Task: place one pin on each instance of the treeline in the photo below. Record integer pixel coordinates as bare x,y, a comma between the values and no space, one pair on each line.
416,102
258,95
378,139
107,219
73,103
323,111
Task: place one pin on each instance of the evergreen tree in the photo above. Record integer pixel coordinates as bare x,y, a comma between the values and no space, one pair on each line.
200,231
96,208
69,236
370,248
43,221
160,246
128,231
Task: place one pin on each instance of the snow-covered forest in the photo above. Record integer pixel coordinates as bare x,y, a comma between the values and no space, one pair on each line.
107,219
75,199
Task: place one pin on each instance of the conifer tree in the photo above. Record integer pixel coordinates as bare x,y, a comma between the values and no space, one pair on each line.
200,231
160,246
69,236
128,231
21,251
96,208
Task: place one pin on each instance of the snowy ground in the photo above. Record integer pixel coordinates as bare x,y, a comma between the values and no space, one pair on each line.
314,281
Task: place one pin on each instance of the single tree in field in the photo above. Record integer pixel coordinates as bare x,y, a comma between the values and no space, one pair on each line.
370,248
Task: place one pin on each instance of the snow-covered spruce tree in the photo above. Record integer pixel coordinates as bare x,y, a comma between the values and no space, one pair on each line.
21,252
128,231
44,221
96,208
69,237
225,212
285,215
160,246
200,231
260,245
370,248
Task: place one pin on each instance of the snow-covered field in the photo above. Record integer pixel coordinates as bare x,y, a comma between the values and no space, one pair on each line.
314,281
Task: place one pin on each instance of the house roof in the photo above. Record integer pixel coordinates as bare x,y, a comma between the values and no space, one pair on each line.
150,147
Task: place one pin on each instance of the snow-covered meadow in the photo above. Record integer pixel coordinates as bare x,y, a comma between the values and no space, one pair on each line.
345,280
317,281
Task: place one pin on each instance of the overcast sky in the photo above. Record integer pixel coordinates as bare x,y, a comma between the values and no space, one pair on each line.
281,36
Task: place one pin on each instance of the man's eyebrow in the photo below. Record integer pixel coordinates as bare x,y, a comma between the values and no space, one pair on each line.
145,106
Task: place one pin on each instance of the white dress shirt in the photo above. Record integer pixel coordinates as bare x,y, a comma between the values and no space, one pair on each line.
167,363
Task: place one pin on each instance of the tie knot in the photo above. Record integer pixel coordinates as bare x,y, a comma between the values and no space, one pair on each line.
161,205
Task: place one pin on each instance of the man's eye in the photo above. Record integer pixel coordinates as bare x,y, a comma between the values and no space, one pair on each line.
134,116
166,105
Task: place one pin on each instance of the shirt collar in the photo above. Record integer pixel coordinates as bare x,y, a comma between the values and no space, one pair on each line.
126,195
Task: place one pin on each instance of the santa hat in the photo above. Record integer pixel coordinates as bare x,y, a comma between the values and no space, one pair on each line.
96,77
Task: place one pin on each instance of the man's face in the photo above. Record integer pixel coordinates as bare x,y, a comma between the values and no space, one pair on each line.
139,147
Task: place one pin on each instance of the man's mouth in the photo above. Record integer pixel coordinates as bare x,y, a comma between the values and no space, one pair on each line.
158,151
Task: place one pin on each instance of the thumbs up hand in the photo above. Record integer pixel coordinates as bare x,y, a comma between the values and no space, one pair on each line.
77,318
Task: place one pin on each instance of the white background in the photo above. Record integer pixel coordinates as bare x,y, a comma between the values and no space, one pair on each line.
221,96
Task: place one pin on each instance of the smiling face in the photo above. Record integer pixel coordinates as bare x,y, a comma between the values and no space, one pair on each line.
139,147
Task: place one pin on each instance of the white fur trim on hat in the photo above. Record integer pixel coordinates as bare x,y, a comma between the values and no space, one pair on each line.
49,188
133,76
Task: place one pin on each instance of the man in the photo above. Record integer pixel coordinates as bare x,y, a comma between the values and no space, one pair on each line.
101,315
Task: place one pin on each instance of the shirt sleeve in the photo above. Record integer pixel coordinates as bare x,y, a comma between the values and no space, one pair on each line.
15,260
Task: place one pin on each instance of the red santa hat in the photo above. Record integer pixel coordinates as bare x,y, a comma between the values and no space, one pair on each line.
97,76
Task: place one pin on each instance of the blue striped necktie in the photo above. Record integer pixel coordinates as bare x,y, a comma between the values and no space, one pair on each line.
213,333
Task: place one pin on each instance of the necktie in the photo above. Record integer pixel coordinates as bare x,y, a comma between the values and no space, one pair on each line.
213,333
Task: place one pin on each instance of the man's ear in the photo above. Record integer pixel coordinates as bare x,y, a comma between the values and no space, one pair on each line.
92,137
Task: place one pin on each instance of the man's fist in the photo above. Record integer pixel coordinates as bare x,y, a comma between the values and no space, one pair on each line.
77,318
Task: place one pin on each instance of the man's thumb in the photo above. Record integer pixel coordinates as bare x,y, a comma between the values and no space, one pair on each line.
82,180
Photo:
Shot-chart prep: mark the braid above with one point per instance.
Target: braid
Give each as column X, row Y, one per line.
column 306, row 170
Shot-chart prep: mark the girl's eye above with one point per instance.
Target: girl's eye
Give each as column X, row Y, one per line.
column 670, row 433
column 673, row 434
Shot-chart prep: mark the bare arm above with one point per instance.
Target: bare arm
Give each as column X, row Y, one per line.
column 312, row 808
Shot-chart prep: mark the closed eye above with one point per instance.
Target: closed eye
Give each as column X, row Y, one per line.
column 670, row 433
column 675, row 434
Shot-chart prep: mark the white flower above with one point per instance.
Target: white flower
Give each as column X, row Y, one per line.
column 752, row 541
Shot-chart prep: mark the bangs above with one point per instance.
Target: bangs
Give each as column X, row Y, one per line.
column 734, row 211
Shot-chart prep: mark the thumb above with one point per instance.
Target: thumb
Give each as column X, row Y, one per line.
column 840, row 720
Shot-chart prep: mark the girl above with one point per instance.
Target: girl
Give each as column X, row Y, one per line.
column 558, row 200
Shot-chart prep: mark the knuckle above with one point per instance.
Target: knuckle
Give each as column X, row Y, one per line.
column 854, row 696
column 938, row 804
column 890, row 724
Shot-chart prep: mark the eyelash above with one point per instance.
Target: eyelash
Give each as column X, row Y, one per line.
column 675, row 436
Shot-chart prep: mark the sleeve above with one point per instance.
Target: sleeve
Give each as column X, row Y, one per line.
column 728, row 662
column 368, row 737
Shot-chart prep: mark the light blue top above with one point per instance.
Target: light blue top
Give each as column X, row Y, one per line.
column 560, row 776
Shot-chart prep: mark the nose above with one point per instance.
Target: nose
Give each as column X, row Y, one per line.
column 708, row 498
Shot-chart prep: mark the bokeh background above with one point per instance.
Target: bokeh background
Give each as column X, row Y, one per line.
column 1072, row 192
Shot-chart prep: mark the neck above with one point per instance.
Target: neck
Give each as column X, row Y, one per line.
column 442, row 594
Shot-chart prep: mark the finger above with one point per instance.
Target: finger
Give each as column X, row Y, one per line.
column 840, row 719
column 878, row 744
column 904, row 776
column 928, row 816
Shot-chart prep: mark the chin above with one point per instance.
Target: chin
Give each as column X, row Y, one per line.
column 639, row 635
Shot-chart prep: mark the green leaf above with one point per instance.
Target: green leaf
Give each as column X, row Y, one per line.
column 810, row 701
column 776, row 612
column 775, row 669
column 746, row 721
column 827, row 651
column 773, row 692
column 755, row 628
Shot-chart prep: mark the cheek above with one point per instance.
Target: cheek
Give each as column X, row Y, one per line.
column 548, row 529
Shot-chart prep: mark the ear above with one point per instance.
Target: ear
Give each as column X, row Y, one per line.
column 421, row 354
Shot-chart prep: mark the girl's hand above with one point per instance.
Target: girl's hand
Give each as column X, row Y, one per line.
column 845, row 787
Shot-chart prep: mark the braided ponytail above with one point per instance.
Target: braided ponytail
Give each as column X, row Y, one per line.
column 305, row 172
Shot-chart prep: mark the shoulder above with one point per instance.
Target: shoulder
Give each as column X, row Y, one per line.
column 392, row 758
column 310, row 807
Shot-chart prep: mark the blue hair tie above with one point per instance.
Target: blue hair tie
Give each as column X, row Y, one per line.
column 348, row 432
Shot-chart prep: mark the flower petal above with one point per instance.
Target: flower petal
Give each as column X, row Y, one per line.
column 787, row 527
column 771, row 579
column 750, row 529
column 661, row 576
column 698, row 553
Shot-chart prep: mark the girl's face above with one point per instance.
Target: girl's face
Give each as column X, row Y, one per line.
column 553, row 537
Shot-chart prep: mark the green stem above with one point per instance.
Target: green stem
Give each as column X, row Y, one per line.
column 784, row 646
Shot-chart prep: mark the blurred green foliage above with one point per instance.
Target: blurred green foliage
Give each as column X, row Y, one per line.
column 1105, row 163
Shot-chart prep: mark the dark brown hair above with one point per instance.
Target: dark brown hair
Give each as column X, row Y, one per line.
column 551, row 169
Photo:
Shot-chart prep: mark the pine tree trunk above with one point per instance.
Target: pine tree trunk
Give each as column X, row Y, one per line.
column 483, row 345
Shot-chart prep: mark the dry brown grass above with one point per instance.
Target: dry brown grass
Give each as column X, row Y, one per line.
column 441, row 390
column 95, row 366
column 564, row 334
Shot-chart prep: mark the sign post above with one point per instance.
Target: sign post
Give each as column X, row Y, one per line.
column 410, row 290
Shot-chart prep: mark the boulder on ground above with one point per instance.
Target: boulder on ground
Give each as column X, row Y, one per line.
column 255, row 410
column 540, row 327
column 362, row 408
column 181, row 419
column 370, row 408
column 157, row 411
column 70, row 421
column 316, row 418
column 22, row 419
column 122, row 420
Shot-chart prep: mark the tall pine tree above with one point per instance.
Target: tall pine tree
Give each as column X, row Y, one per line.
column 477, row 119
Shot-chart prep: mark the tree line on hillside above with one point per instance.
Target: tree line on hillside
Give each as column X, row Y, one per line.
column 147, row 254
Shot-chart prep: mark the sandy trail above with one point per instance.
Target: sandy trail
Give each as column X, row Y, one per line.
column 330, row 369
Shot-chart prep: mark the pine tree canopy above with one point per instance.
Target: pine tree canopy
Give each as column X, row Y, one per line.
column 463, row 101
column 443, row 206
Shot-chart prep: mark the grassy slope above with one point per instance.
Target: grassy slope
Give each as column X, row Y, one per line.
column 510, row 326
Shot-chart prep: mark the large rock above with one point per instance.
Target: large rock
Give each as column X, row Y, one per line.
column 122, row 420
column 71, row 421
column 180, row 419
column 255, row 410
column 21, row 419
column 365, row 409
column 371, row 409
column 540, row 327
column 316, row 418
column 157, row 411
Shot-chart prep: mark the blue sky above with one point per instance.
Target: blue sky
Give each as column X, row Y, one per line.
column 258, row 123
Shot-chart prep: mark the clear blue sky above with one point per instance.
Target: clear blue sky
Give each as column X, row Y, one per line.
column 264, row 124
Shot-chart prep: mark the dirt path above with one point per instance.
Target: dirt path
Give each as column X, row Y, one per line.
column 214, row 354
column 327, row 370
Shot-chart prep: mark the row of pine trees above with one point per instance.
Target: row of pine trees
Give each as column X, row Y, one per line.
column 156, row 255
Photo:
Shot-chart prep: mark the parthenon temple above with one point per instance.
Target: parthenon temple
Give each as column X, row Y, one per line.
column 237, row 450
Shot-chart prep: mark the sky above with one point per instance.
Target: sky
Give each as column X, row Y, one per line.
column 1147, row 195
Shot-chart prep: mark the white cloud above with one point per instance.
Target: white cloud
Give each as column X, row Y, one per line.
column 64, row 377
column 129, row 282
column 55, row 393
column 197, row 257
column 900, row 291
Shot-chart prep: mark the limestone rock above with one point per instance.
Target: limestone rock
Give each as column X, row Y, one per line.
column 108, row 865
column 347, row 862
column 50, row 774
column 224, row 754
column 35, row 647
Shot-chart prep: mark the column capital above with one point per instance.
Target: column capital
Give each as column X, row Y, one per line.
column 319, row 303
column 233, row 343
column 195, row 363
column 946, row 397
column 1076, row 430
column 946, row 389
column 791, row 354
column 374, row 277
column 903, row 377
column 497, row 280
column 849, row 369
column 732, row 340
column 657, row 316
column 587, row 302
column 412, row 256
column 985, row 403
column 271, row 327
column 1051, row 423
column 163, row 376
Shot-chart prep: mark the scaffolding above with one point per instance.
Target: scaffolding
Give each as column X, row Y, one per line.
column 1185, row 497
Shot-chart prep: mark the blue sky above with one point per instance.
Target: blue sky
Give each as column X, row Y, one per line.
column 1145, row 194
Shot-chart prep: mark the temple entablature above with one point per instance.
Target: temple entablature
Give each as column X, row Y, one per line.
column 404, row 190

● **Work to complete**: Your reply should be one number: the count of lines above that hold the word "rock".

● **Written answer**: 4